**CHALLENGE**
Print each of the items below line for line, with no changes, and omit the pictures from the output.
▶
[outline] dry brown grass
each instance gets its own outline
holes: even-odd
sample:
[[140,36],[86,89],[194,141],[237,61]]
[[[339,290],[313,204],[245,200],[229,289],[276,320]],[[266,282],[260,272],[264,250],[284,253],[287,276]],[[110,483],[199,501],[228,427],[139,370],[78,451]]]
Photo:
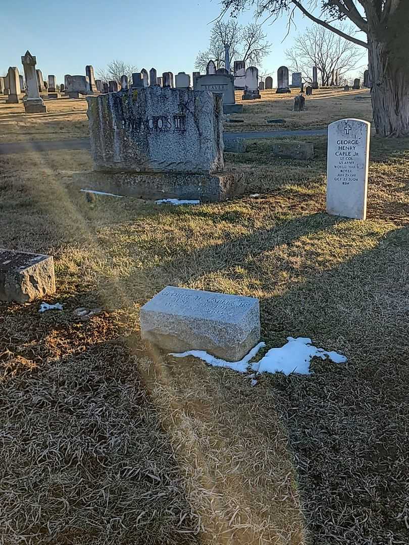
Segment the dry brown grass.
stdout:
[[[323,213],[312,141],[230,155],[260,196],[195,207],[87,202],[86,152],[0,156],[0,246],[52,253],[64,308],[0,304],[5,545],[407,542],[408,141],[373,139],[366,221]],[[148,351],[139,310],[167,284],[258,296],[268,347],[348,362],[252,388]]]

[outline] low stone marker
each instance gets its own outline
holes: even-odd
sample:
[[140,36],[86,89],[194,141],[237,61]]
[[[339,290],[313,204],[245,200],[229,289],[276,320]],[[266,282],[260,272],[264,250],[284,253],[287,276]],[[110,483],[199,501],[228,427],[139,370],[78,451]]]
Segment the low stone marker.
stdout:
[[226,153],[245,153],[245,138],[234,137],[224,138],[224,150]]
[[51,256],[0,249],[0,301],[25,303],[55,290]]
[[328,126],[327,211],[364,220],[371,124],[341,119]]
[[258,300],[168,286],[141,309],[143,339],[168,352],[238,361],[258,342]]
[[282,159],[312,159],[314,144],[304,142],[280,142],[272,143],[271,154]]

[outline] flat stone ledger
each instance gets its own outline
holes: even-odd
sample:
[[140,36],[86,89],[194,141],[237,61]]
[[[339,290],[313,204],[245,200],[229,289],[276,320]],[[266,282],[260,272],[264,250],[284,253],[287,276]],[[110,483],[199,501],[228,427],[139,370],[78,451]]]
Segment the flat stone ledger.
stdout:
[[280,142],[271,144],[271,153],[274,157],[283,159],[312,159],[314,156],[314,144],[299,142]]
[[82,188],[142,198],[176,198],[201,202],[221,202],[242,195],[244,176],[230,172],[75,172],[73,180]]
[[171,352],[241,360],[258,342],[258,300],[168,286],[141,309],[143,339]]
[[341,119],[328,126],[327,211],[335,216],[366,217],[371,124]]
[[153,87],[87,100],[96,170],[207,173],[222,170],[219,96]]
[[55,290],[52,256],[0,249],[0,301],[25,303]]
[[47,108],[41,98],[25,99],[24,110],[26,113],[44,113],[47,111]]

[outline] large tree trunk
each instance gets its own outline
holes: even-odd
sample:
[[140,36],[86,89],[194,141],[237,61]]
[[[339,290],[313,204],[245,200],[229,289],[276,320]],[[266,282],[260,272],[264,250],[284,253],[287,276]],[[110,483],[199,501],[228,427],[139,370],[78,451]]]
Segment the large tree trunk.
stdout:
[[374,37],[368,36],[368,45],[376,134],[408,136],[409,69],[407,63],[402,62],[403,51],[393,51],[390,43],[377,41]]

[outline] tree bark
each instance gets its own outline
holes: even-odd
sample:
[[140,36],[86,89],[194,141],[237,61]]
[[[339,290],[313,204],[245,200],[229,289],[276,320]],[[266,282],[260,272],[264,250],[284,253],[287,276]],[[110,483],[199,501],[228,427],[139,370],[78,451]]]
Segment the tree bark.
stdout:
[[409,70],[402,51],[368,35],[371,96],[376,134],[409,136]]

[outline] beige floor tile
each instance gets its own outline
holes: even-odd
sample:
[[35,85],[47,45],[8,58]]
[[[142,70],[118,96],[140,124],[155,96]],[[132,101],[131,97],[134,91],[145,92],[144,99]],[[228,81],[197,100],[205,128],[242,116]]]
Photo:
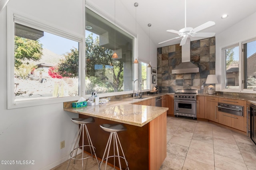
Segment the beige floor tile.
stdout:
[[188,147],[169,142],[167,144],[167,152],[171,153],[181,156],[186,157]]
[[244,159],[239,150],[232,149],[222,146],[214,145],[214,154],[235,159],[241,161]]
[[214,166],[214,160],[213,153],[190,148],[186,158]]
[[172,136],[170,141],[170,142],[180,145],[187,147],[189,147],[190,144],[191,139],[182,137],[180,137],[175,135]]
[[213,153],[213,145],[202,141],[194,139],[191,140],[190,148]]
[[183,137],[191,139],[193,137],[193,133],[183,131],[182,129],[177,130],[174,133],[174,135],[180,137]]
[[167,156],[162,164],[162,166],[166,166],[170,169],[166,168],[163,169],[182,170],[184,164],[185,159],[185,157],[167,152]]
[[252,142],[250,138],[246,137],[245,135],[242,134],[235,134],[233,135],[236,142],[241,143],[245,143],[248,144],[251,144]]
[[222,138],[213,138],[214,145],[222,146],[234,149],[238,149],[236,141],[233,140],[226,139]]
[[206,136],[202,133],[194,133],[192,137],[192,139],[201,141],[211,144],[213,144],[213,138],[212,136]]
[[225,170],[247,170],[244,161],[214,154],[215,167]]
[[256,169],[256,154],[243,151],[241,153],[248,169]]
[[248,144],[238,142],[236,143],[240,151],[244,151],[256,154],[256,147],[255,145],[253,145],[252,143]]
[[214,166],[192,160],[188,158],[185,160],[182,170],[214,170]]

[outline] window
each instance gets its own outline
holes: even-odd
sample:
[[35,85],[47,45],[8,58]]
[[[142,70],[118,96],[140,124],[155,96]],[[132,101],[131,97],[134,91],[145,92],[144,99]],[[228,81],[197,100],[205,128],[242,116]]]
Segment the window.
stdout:
[[244,89],[256,89],[256,40],[243,43]]
[[87,8],[86,20],[86,94],[132,90],[134,37]]
[[82,39],[16,14],[10,15],[14,29],[8,29],[8,38],[12,51],[8,54],[8,108],[45,104],[46,100],[38,100],[42,99],[51,103],[54,99],[81,95],[78,73]]
[[239,89],[239,55],[238,44],[222,49],[225,59],[225,83],[226,89]]

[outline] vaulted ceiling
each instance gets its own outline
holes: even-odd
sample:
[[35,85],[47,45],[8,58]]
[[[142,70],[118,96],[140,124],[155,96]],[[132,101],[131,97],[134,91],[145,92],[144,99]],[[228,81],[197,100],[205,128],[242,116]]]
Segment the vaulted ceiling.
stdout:
[[[134,18],[136,8],[137,23],[147,33],[148,24],[152,24],[150,39],[157,47],[180,43],[180,39],[158,44],[178,35],[166,30],[178,31],[185,27],[185,0],[119,0]],[[134,7],[134,2],[138,3],[137,7]],[[214,21],[215,25],[200,32],[215,32],[216,35],[256,12],[255,0],[187,0],[186,3],[187,27],[194,28],[208,21]],[[228,17],[221,19],[225,14]]]

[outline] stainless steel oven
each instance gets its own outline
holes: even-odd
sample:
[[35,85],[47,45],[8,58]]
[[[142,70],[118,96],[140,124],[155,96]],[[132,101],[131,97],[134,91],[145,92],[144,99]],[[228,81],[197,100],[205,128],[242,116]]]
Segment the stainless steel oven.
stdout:
[[174,95],[174,115],[196,117],[197,90],[178,90]]

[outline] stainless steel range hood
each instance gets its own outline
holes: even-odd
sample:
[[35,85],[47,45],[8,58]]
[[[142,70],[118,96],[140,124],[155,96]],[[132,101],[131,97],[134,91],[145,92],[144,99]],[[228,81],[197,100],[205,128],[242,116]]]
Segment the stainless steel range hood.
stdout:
◀
**PROBLEM SOLUTION**
[outline] dry brown grass
each instance gets its own outline
holes: even-odd
sample:
[[140,36],[86,89],[194,141],[237,61]]
[[[339,290],[313,204],[245,200],[229,289],[276,320]],[[266,282],[260,272],[264,250],[284,253],[287,276]],[[110,483],[199,501],[228,427],[139,370],[78,451]]]
Photo:
Segment the dry brown grass.
stdout:
[[[323,213],[312,141],[230,155],[260,196],[195,207],[87,202],[86,152],[0,156],[0,246],[52,253],[64,308],[0,304],[5,545],[407,542],[408,141],[373,139],[366,221]],[[148,351],[139,310],[167,284],[258,296],[268,347],[348,362],[252,388]]]

[outline] low stone marker
each instance gets its own outline
holes: even-odd
sample:
[[140,36],[86,89],[194,141],[237,61]]
[[[339,290],[313,204],[245,200],[229,289],[276,320]],[[266,282],[260,272],[264,250],[284,253],[287,276]],[[110,483],[199,501],[228,427],[139,370],[78,451]]]
Segment the low stone marker.
stdout:
[[226,153],[245,153],[245,138],[234,137],[224,138],[224,150]]
[[51,256],[0,249],[0,301],[25,303],[55,290]]
[[328,126],[327,211],[364,220],[371,124],[341,119]]
[[258,300],[168,286],[141,309],[143,339],[168,352],[238,361],[258,342]]
[[282,159],[312,159],[314,144],[304,142],[280,142],[272,143],[271,154]]

[outline] flat stone ledger
each instance gets its own outline
holes: even-odd
sample:
[[140,36],[86,89],[194,141],[237,61]]
[[[339,290],[313,204],[245,200],[229,289],[276,320]],[[266,282],[260,272],[264,250],[284,253],[287,276]],[[110,483],[199,501],[228,427],[139,370],[78,451]]]
Segment the flat stone ledger.
stdout:
[[280,142],[271,144],[271,153],[274,157],[283,159],[312,159],[314,156],[314,144],[299,142]]
[[82,188],[142,198],[176,198],[201,202],[221,202],[242,195],[244,176],[230,172],[75,172],[73,180]]
[[171,352],[241,360],[258,342],[258,300],[168,286],[141,309],[143,339]]
[[341,119],[328,126],[327,211],[335,216],[366,217],[371,124]]
[[153,87],[87,100],[96,170],[207,173],[222,170],[219,96]]
[[55,290],[52,256],[0,249],[0,301],[25,303]]
[[47,108],[41,98],[25,99],[24,110],[26,113],[44,113],[47,111]]

[outline] large tree trunk
each instance gets its own outline
holes: even-odd
sample:
[[140,36],[86,89],[194,141],[237,61]]
[[[339,290],[313,204],[245,200],[229,289],[276,320]],[[266,282],[260,272],[264,250],[284,253],[287,276]],[[110,483],[199,501],[228,427],[139,370],[78,451]]]
Segment the large tree trunk.
stdout:
[[374,37],[368,36],[368,45],[376,134],[408,136],[409,69],[407,63],[402,62],[403,51],[393,51],[390,43],[377,41]]

[outline] tree bark
each instance gets its own outline
holes: even-odd
sample:
[[140,36],[86,89],[194,141],[237,61]]
[[[339,290],[313,204],[245,200],[229,289],[276,320]],[[266,282],[260,272],[264,250],[284,253],[287,276]],[[110,483],[199,501],[228,427],[139,370],[78,451]]]
Segment the tree bark.
stdout:
[[409,70],[402,51],[368,35],[371,96],[376,134],[409,136]]

[outline] beige floor tile
each instance gets its own outline
holes: even-odd
sample:
[[35,85],[47,45],[8,58]]
[[[142,70],[118,96],[140,124],[155,96]],[[132,101],[131,97],[134,91],[145,92],[144,99]],[[228,81],[197,100],[205,128],[242,116]]]
Photo:
Segment the beige floor tile.
stdout:
[[188,147],[169,142],[167,144],[167,152],[171,153],[181,156],[186,157]]
[[244,159],[239,150],[232,149],[222,146],[214,145],[214,154],[235,159],[241,161]]
[[214,166],[214,160],[213,153],[190,148],[186,158]]
[[172,136],[170,141],[170,142],[180,145],[187,147],[189,147],[190,144],[191,139],[182,137],[180,137],[175,135]]
[[213,153],[213,145],[202,141],[194,139],[191,140],[190,148]]
[[183,137],[191,139],[193,137],[193,133],[183,131],[182,129],[177,130],[174,133],[174,135],[180,137]]
[[167,156],[162,164],[162,166],[166,166],[170,169],[166,168],[163,169],[182,170],[184,164],[185,159],[185,157],[167,152]]
[[252,142],[250,138],[246,137],[245,135],[242,134],[235,134],[233,135],[236,142],[241,143],[245,143],[248,144],[251,144]]
[[222,138],[213,138],[214,145],[222,146],[234,149],[238,149],[236,141],[233,140],[226,139]]
[[206,136],[202,133],[194,133],[192,137],[192,139],[201,141],[211,144],[213,144],[213,138],[212,136]]
[[225,170],[247,170],[244,161],[214,154],[215,167]]
[[256,169],[256,154],[243,151],[241,153],[248,169]]
[[248,144],[238,142],[236,143],[240,151],[244,151],[256,154],[256,147],[255,145],[253,145],[252,143]]
[[214,166],[192,160],[188,158],[185,160],[182,170],[214,170]]

[outline] window
each instance gets its own outline
holes: even-odd
sample:
[[35,85],[47,45],[8,58]]
[[[142,70],[118,96],[140,124],[155,96]],[[132,101],[131,97],[134,91],[145,92],[144,99]],[[228,81],[197,100],[205,128],[242,116]]]
Segment the window.
stdout:
[[244,89],[256,89],[256,40],[243,43]]
[[87,8],[86,20],[86,94],[132,90],[134,37]]
[[82,39],[16,14],[10,15],[14,29],[8,29],[8,38],[12,51],[8,54],[8,108],[45,104],[46,100],[38,100],[42,99],[51,103],[54,99],[81,95],[78,73]]
[[239,89],[239,55],[238,44],[222,49],[225,59],[225,83],[226,89]]

[outline] vaulted ceiling
each instance gets its own outline
holes: even-odd
sample:
[[35,85],[47,45],[8,58]]
[[[142,70],[118,96],[140,124],[155,96]],[[132,101],[131,97],[134,91],[145,92],[144,99]],[[228,81],[197,100],[205,128],[242,116]]]
Segment the vaulted ceiling.
stdout:
[[[134,18],[136,8],[137,23],[147,33],[148,24],[152,24],[150,39],[157,47],[180,43],[180,39],[158,44],[178,35],[166,30],[178,31],[185,27],[185,0],[119,0]],[[134,7],[134,2],[138,3],[137,7]],[[214,21],[215,25],[200,32],[215,32],[216,35],[256,12],[255,0],[187,0],[186,3],[187,27],[194,28],[208,21]],[[228,17],[221,19],[225,14]]]

[outline] stainless steel oven
each instance gets its own outline
holes: even-odd
sample:
[[35,85],[47,45],[8,58]]
[[[142,70],[118,96],[140,124],[155,96]],[[132,101],[131,97],[134,91],[145,92],[144,99]],[[228,81],[197,100],[205,128],[242,116]]]
Segment the stainless steel oven.
stdout:
[[174,95],[174,115],[196,117],[197,90],[178,90]]

[outline] stainless steel range hood
each instance gets its own outline
holes: even-odd
sample:
[[35,85],[47,45],[8,58]]
[[[142,70],[118,96],[140,124],[155,96]],[[132,101],[131,97],[134,91],[145,92],[144,99]],[[228,81],[197,100],[205,128],[242,116]]]
Segment the stainless steel range hood.
stdout:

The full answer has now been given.